** Start Dataset rows **

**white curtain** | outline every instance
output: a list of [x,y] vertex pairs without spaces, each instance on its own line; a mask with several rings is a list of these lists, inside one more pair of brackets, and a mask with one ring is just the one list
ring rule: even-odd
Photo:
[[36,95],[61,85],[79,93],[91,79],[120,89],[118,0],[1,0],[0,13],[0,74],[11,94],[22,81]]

** End Dataset rows **

# Exercise:
Repeat every entry exactly as written above.

# Solved exercise:
**white curtain** | outline every instance
output: a list of [x,y] vertex pairs without spaces, each instance on its own line; a mask with several rings is a list of these lists, inside one more pair of brackets, and a mask with one ring is just the one list
ring rule: even-odd
Photo:
[[36,95],[61,85],[79,93],[91,79],[120,89],[118,0],[1,0],[0,13],[0,74],[11,94],[22,81]]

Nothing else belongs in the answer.